▶ Working data
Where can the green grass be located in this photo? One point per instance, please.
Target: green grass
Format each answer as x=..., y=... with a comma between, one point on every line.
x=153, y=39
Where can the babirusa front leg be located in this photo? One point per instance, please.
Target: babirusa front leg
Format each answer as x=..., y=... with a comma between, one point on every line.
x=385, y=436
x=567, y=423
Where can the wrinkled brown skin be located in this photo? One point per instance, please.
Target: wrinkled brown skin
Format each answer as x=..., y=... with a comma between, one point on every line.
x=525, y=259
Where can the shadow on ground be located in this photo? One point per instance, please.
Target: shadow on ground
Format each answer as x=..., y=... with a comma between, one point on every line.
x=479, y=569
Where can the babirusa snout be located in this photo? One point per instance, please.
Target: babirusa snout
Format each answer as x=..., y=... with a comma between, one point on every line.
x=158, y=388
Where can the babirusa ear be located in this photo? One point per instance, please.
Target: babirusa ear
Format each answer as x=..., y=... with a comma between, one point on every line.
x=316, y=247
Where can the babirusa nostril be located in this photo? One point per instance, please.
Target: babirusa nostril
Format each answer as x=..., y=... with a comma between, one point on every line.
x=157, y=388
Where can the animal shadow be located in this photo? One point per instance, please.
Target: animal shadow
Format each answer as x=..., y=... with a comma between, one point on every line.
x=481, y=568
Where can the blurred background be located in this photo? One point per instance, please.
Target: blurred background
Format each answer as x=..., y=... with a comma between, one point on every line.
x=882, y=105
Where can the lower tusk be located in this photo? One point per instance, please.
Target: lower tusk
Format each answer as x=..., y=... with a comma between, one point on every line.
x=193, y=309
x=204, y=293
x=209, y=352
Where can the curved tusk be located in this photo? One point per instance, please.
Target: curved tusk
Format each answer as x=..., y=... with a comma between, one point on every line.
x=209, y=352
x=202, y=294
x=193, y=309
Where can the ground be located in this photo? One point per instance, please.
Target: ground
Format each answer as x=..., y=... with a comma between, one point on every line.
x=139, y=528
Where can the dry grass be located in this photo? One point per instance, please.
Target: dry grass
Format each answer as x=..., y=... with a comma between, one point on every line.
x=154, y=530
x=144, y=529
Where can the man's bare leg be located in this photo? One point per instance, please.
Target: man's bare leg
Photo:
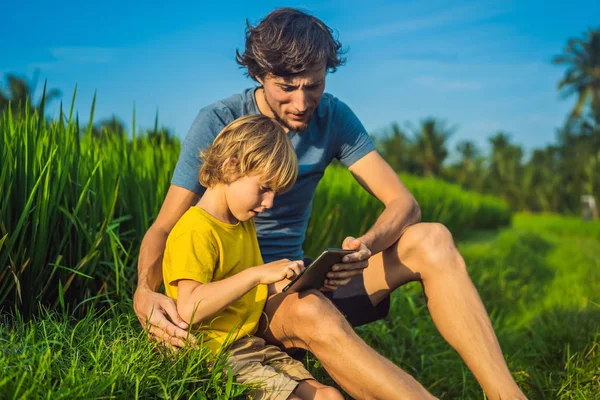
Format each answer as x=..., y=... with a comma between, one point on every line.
x=426, y=253
x=310, y=321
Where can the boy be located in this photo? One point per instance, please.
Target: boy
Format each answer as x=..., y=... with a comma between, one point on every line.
x=212, y=264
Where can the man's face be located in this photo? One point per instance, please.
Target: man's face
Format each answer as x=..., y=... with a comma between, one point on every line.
x=292, y=100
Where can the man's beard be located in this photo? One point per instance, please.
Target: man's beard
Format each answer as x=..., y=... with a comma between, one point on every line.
x=283, y=122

▶ Exercise
Within the data above, count the lines that contain the string "shadow"; the reply is the number alone.

▶ Answer for this exercise
4